- _Records to use_
----------------------------------------
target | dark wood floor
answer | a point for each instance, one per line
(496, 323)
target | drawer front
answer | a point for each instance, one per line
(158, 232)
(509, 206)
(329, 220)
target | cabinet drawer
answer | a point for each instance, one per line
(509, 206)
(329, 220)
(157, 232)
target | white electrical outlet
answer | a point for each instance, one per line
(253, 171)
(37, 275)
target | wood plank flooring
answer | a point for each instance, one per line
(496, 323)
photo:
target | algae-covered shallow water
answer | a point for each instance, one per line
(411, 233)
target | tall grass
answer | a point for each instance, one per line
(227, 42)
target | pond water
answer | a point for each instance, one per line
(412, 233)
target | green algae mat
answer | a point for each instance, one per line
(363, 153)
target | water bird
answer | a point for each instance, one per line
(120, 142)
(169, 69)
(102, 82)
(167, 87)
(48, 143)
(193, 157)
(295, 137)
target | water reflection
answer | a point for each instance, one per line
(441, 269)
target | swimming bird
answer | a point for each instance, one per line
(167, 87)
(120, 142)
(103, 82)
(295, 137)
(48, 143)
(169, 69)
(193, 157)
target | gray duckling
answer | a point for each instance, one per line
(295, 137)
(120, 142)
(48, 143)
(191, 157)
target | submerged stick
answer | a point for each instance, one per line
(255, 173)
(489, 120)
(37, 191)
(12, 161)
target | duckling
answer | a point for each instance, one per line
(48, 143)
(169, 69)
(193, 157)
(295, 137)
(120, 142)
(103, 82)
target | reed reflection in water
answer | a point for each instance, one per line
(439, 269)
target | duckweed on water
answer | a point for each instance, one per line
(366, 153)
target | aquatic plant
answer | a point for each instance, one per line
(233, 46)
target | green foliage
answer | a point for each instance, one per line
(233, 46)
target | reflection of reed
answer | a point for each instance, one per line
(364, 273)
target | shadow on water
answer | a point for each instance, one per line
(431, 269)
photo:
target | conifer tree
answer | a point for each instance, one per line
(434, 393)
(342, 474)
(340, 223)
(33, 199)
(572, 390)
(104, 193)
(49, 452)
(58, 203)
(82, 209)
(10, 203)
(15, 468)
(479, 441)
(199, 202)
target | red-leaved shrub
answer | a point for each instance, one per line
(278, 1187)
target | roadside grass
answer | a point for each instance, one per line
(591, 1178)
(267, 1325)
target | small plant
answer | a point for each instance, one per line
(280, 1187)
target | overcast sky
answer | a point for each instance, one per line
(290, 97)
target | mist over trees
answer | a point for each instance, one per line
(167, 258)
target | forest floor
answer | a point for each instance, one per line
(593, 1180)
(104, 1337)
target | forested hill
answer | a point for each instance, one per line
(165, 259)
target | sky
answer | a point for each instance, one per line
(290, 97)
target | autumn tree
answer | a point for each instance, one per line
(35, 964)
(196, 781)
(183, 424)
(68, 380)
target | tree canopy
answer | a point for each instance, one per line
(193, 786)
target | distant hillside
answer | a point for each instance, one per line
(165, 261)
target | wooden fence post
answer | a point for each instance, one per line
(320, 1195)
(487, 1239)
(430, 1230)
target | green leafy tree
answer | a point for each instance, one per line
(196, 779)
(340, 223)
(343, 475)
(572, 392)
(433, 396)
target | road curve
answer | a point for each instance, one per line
----------------------------------------
- _Exercise description_
Reproduce all of the data above verbatim, line for line, without altering anything.

- _Exercise solution_
target | dark wood floor
answer | a point for each instance, one per line
(496, 323)
target | drawer front
answer | a point for each instance, one per line
(158, 232)
(509, 206)
(329, 220)
target | cabinet drawer
answer | a point for each instance, one per line
(509, 206)
(329, 220)
(157, 232)
target | white electrical outlet
answer | a point for each instance, one per line
(253, 171)
(37, 275)
target | wood plank flooring
answer | a point for each instance, one per line
(496, 323)
photo:
target | algae-covered shallow water
answer | a point for each instance, one per line
(411, 233)
target | tall grass
answer | a point for each instance, one per line
(227, 42)
target | pond water
answer | a point for each instance, one per line
(412, 233)
target | green algae mat
answer | a point for each instance, one per line
(363, 153)
target | water bird
answer | a point for each instance, one per line
(120, 142)
(169, 69)
(102, 82)
(167, 87)
(48, 143)
(193, 157)
(295, 137)
target | water reflection
answer | a point for each instance, one per line
(441, 269)
target | swimming bird
answer | a point for each instance, one per line
(167, 87)
(120, 142)
(103, 82)
(295, 137)
(48, 143)
(169, 69)
(193, 157)
target | gray duckling
answer | a point for each instance, one per line
(295, 137)
(120, 142)
(48, 143)
(191, 157)
target | submerged stick
answer | a point for each instance, one per line
(255, 173)
(489, 120)
(37, 191)
(12, 161)
target | duckling
answer | a point for each instance, one per line
(48, 143)
(169, 69)
(193, 157)
(295, 137)
(120, 142)
(103, 82)
target | reed reflection in water
answer | a point for each instance, one per line
(439, 269)
target | duckweed on water
answer | a point for each instance, one per line
(366, 153)
target | aquatic plant
answer | a point for each instance, one per line
(233, 46)
target | green foliage
answer | a point for each instance, one per line
(233, 46)
target | reflection of reed
answer | a point for each instance, one per line
(364, 273)
target | shadow on water
answer | a point for each instance, one per line
(431, 269)
photo:
target | conifer tree
answer | a point for each instance, one per line
(434, 393)
(342, 474)
(340, 223)
(33, 199)
(572, 390)
(104, 193)
(49, 452)
(58, 203)
(82, 209)
(10, 203)
(15, 468)
(479, 441)
(199, 202)
target | red-leaved shrub
answer | a point for each instance, one per line
(278, 1187)
target | roadside grass
answer | a point for each instance, one per line
(591, 1178)
(267, 1325)
target | small plant
answer | a point for each instance, one per line
(280, 1187)
target | overcast sky
answer | a point for each instance, one per line
(290, 97)
target | mist over trees
answer | a point for each instance, one per line
(167, 258)
target | forest floor
answer | a point for each instance, one per line
(593, 1180)
(104, 1337)
target | forested hill
answer | a point for each instance, one per line
(165, 259)
target | sky
answer | a point for each instance, one per line
(290, 97)
target | autumn tree
answer | a point for each instance, one per line
(35, 964)
(196, 781)
(183, 424)
(68, 380)
target | tree canopy
answer | a point for each instance, one per line
(193, 786)
target | distant hillside
answer | a point for each instance, one per line
(165, 261)
target | wooden fence post
answer | a point for each instance, one per line
(320, 1195)
(487, 1239)
(430, 1230)
target | green leafy tree
answer | a point for each instance, one per line
(196, 779)
(340, 223)
(343, 475)
(572, 392)
(433, 396)
target | road curve
answer | a point for each instance, one per line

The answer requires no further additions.